Where does the string "fabric" appear in the material? Copy each line that holds it.

Top of RECORDS TO PROCESS

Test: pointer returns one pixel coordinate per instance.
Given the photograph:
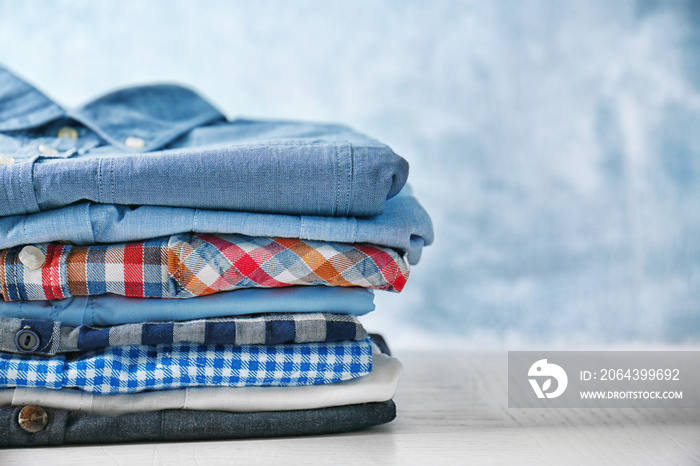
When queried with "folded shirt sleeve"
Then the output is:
(132, 369)
(189, 265)
(47, 337)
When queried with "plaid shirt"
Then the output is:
(188, 265)
(131, 369)
(266, 329)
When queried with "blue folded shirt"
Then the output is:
(164, 145)
(107, 310)
(404, 225)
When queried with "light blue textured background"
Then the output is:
(555, 144)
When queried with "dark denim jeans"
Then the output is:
(70, 427)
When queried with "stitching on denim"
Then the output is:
(337, 180)
(99, 180)
(351, 174)
(111, 175)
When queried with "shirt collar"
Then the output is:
(155, 114)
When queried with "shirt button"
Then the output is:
(67, 132)
(32, 257)
(33, 418)
(132, 142)
(27, 340)
(46, 149)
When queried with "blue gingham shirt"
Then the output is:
(131, 369)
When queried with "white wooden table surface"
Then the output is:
(448, 413)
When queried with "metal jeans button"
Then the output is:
(33, 418)
(27, 340)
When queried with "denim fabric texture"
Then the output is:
(74, 427)
(267, 329)
(108, 310)
(404, 225)
(160, 144)
(378, 385)
(132, 369)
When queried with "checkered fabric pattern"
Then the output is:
(131, 369)
(188, 265)
(260, 329)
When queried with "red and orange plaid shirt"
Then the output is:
(189, 265)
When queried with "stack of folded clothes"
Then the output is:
(168, 274)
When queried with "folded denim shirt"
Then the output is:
(378, 385)
(132, 369)
(107, 310)
(404, 225)
(189, 265)
(162, 144)
(179, 425)
(46, 337)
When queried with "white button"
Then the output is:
(67, 132)
(32, 257)
(46, 149)
(132, 142)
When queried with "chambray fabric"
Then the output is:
(252, 166)
(190, 265)
(108, 310)
(404, 225)
(269, 329)
(378, 385)
(74, 427)
(132, 369)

Bottom of RECORDS TO PROCESS

= RESULT =
When queried with "denim fabric texture"
When queried with "checkered fabric pattern"
When queried with "chambray fabric"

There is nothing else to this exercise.